◆ **WHAT IS REQUIRED**: Up to and including the line with "Target: grey marble veining", restate the material below word for word, beginning with its first line.

◆ **LISTED ENTRIES**:
########

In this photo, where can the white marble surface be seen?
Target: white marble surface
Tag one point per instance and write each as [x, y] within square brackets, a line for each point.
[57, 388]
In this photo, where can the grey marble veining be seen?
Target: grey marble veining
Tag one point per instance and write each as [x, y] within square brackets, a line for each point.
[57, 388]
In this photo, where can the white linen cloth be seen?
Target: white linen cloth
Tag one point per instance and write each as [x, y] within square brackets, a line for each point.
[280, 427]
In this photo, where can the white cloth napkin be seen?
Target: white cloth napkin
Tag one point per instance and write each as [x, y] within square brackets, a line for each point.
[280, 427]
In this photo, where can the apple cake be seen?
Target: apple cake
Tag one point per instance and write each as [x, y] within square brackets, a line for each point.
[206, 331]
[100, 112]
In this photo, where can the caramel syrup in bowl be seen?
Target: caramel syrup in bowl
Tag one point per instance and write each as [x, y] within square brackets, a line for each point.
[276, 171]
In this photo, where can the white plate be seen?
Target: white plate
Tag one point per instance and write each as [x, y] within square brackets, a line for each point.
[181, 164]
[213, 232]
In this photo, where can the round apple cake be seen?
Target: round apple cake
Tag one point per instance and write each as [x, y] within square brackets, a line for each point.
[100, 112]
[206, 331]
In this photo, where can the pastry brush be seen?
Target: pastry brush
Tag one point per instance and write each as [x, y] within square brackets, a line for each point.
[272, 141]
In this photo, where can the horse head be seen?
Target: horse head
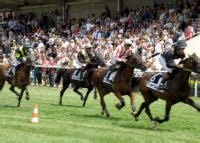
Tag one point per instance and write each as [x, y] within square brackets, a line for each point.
[192, 63]
[135, 61]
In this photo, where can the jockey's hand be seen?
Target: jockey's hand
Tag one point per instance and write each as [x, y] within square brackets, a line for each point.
[124, 60]
[180, 66]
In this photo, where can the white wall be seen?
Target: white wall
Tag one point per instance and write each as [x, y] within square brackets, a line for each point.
[40, 10]
[139, 3]
[84, 10]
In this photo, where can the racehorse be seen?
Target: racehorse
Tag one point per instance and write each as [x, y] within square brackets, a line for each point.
[178, 90]
[67, 78]
[21, 79]
[121, 85]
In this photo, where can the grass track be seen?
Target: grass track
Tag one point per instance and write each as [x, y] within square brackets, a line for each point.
[72, 123]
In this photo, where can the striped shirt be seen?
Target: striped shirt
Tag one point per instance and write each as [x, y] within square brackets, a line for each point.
[121, 53]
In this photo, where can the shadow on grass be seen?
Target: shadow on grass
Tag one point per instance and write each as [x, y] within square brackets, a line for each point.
[96, 116]
[10, 106]
[73, 106]
[143, 127]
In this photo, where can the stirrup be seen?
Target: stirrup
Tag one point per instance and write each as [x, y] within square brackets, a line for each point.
[162, 87]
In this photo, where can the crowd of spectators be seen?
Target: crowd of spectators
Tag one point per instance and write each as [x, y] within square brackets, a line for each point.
[56, 43]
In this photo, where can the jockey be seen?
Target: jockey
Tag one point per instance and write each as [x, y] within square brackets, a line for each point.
[121, 53]
[20, 54]
[168, 63]
[83, 58]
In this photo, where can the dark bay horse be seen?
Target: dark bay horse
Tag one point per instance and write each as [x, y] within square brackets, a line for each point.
[121, 85]
[21, 79]
[67, 78]
[178, 90]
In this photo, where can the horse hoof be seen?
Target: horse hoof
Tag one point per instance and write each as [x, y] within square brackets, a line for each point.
[157, 119]
[107, 115]
[27, 98]
[133, 114]
[154, 125]
[95, 97]
[118, 106]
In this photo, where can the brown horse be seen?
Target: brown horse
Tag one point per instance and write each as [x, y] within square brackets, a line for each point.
[178, 90]
[21, 79]
[67, 78]
[121, 85]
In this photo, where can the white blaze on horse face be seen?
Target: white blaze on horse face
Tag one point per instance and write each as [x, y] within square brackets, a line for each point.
[193, 47]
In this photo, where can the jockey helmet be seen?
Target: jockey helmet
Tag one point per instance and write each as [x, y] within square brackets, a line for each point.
[181, 44]
[88, 46]
[127, 42]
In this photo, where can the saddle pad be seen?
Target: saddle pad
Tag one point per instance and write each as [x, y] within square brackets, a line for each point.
[110, 78]
[154, 82]
[76, 75]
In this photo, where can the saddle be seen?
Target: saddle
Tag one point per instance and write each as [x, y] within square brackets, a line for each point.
[109, 77]
[155, 81]
[78, 75]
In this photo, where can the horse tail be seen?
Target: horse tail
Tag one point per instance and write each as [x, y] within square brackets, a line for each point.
[60, 74]
[134, 82]
[90, 74]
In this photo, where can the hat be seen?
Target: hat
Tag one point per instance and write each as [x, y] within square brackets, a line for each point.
[88, 46]
[181, 44]
[128, 42]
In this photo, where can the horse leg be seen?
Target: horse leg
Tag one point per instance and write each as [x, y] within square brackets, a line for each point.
[132, 99]
[86, 96]
[2, 82]
[12, 88]
[148, 100]
[78, 92]
[136, 115]
[95, 93]
[65, 86]
[103, 105]
[167, 112]
[121, 99]
[27, 94]
[190, 102]
[20, 97]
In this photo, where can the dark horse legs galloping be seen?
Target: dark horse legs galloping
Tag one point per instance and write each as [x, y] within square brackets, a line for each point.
[77, 84]
[21, 80]
[178, 91]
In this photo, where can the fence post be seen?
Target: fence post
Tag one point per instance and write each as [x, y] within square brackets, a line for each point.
[196, 87]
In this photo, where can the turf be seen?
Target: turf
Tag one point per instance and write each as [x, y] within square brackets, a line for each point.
[72, 123]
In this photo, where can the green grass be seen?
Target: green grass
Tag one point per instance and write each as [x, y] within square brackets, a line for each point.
[72, 123]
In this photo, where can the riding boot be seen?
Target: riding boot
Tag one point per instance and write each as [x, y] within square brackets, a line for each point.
[162, 85]
[10, 73]
[113, 68]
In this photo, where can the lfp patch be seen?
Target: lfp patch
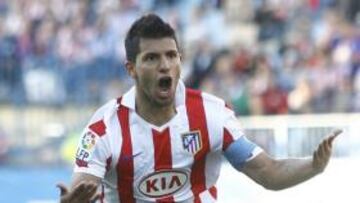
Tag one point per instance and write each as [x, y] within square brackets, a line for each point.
[192, 141]
[85, 149]
[88, 140]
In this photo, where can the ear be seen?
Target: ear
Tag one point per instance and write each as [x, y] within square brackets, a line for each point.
[130, 68]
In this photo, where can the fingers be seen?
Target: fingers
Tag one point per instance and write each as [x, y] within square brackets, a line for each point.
[63, 189]
[333, 135]
[84, 192]
[96, 197]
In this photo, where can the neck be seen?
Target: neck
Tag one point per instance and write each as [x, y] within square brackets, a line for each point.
[154, 113]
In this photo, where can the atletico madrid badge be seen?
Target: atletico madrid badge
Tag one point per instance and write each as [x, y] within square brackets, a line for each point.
[192, 141]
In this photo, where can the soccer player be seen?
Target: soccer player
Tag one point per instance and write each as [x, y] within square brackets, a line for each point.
[162, 142]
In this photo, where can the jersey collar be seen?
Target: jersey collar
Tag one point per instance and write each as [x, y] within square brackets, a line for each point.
[128, 99]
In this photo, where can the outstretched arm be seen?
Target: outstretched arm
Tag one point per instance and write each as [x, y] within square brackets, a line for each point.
[83, 189]
[279, 174]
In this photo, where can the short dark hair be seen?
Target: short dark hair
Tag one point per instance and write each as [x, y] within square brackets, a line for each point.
[148, 26]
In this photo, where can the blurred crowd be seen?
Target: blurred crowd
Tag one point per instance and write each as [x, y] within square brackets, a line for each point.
[261, 56]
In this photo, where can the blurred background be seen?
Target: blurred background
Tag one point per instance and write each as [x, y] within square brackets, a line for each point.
[289, 69]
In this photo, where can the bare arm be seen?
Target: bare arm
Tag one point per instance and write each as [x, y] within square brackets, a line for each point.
[83, 189]
[277, 174]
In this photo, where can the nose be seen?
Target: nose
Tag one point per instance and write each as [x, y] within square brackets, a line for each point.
[164, 64]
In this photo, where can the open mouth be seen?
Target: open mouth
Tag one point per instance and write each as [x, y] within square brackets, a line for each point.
[165, 83]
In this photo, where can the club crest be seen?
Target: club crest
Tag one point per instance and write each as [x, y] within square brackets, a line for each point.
[192, 141]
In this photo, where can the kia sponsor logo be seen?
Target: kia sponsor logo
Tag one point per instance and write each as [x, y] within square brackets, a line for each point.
[162, 183]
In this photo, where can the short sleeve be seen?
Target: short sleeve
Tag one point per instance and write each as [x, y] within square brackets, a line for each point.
[236, 147]
[93, 151]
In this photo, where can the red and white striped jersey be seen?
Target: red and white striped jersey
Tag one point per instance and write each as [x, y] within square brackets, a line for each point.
[140, 162]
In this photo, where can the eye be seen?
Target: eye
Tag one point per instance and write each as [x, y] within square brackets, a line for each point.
[150, 57]
[172, 54]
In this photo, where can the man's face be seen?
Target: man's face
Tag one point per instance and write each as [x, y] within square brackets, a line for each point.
[157, 70]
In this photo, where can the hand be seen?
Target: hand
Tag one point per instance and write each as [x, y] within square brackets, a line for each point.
[83, 192]
[322, 154]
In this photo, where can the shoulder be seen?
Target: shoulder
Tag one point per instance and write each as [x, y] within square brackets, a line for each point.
[98, 121]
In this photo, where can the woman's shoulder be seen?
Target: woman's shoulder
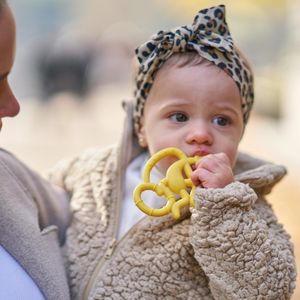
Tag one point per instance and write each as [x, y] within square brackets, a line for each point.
[80, 165]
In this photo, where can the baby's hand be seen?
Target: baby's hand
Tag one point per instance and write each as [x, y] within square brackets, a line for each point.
[212, 171]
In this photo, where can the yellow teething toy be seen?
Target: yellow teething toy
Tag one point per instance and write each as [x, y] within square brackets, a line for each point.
[173, 187]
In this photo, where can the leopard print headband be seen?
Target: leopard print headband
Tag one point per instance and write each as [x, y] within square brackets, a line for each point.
[209, 36]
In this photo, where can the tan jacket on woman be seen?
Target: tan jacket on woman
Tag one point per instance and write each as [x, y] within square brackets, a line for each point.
[229, 247]
[33, 220]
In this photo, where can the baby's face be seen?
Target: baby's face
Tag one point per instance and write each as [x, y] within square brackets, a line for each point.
[196, 108]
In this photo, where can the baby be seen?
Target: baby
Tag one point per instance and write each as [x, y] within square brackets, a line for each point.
[194, 91]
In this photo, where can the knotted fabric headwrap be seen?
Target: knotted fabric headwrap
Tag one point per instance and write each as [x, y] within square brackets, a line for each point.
[209, 36]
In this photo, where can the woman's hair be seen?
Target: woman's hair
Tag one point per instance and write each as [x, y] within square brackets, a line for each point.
[2, 3]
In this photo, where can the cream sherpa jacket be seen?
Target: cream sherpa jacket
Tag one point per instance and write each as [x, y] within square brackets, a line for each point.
[230, 246]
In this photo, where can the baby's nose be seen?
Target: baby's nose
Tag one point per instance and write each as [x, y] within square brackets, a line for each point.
[200, 134]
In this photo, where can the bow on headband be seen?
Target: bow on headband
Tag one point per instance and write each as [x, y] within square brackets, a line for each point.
[209, 36]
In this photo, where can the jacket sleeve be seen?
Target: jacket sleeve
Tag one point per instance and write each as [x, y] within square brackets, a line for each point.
[239, 244]
[48, 202]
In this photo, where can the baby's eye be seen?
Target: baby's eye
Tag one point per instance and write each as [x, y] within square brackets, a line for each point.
[221, 121]
[179, 117]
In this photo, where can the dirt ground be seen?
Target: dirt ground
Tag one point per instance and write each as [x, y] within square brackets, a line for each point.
[44, 133]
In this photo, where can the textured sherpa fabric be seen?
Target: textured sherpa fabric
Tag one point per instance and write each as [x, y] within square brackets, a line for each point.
[230, 246]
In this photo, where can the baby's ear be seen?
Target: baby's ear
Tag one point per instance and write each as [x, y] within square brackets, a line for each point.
[142, 135]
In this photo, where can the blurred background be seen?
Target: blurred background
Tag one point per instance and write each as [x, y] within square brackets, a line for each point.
[73, 69]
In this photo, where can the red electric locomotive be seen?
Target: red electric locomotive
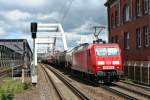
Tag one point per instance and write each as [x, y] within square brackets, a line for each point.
[102, 62]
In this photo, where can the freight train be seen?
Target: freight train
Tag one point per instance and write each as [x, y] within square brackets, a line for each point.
[99, 62]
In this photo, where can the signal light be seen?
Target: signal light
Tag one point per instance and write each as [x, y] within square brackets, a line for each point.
[33, 29]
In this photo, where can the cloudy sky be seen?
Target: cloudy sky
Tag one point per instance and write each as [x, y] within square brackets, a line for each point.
[16, 16]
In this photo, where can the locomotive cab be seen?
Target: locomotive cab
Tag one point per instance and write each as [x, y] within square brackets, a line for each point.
[108, 62]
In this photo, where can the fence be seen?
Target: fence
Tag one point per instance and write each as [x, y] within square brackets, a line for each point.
[138, 71]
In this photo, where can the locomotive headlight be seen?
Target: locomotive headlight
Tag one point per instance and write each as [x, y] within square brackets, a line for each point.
[115, 62]
[100, 62]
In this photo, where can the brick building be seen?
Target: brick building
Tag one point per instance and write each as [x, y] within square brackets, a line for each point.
[129, 25]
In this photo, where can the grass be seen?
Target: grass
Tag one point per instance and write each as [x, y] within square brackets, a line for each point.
[10, 87]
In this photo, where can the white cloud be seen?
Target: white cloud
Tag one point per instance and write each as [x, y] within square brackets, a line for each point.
[14, 15]
[24, 3]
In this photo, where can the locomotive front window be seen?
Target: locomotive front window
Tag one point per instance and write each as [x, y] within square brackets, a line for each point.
[112, 51]
[101, 51]
[106, 51]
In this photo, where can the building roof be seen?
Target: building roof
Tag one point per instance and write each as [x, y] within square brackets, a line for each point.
[109, 2]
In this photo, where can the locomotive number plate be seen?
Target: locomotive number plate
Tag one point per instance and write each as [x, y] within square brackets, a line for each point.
[108, 67]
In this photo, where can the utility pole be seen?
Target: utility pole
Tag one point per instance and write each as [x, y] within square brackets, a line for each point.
[33, 66]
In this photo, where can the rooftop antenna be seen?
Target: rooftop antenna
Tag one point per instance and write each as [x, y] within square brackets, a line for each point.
[98, 30]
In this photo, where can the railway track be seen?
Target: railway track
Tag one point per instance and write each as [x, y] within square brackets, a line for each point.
[136, 89]
[65, 90]
[121, 91]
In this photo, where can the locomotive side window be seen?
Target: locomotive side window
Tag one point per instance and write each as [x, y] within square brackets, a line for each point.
[101, 51]
[106, 51]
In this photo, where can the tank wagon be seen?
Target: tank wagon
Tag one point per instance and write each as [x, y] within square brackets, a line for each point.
[100, 62]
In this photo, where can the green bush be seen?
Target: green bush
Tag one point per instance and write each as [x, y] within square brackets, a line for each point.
[10, 87]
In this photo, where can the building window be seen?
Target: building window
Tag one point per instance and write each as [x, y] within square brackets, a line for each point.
[146, 6]
[126, 13]
[138, 38]
[138, 8]
[116, 18]
[126, 41]
[146, 36]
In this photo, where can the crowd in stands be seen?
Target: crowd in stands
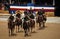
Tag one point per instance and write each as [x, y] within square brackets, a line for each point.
[5, 4]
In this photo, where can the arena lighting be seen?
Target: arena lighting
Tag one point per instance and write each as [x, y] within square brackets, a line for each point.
[33, 8]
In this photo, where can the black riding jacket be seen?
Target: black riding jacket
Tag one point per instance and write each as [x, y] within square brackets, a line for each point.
[18, 15]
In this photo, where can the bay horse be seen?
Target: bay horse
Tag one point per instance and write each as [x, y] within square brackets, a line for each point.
[11, 27]
[18, 22]
[32, 24]
[40, 21]
[26, 27]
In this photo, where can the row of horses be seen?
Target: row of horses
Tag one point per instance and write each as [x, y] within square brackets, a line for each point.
[28, 26]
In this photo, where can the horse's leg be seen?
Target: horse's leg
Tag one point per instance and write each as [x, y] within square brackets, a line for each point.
[9, 32]
[18, 28]
[25, 30]
[43, 24]
[39, 25]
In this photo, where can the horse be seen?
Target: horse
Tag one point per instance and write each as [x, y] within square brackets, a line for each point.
[18, 22]
[32, 24]
[44, 20]
[11, 27]
[40, 21]
[26, 27]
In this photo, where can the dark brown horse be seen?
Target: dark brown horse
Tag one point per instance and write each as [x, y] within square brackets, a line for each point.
[18, 22]
[26, 27]
[32, 24]
[40, 21]
[11, 27]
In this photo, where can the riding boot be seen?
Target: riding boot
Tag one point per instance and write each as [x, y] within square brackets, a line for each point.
[9, 32]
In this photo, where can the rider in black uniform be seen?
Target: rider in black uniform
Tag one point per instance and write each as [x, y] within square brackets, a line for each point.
[11, 17]
[18, 15]
[42, 12]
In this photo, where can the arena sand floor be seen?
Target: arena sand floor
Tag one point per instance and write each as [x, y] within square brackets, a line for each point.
[51, 31]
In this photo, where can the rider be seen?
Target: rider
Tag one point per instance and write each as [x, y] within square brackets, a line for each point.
[11, 17]
[42, 13]
[31, 13]
[25, 24]
[18, 15]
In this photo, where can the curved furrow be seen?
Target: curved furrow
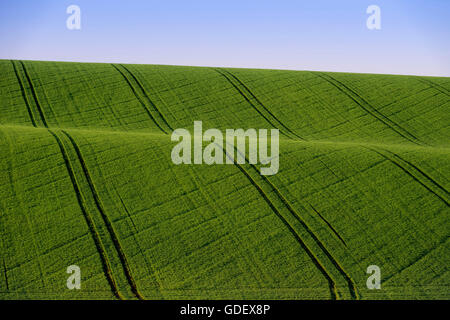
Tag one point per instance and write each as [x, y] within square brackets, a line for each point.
[281, 124]
[402, 164]
[24, 95]
[138, 96]
[285, 131]
[314, 259]
[351, 284]
[89, 221]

########

◆ **ANSWER TO THIS TASK**:
In this photo, where can the white marble surface be seen?
Target: white marble surface
Tag one point per instance and write each as [x, y] within square brackets, a line for each point.
[57, 388]
In this photo, where can the grey marble veining be seen?
Target: grey marble veining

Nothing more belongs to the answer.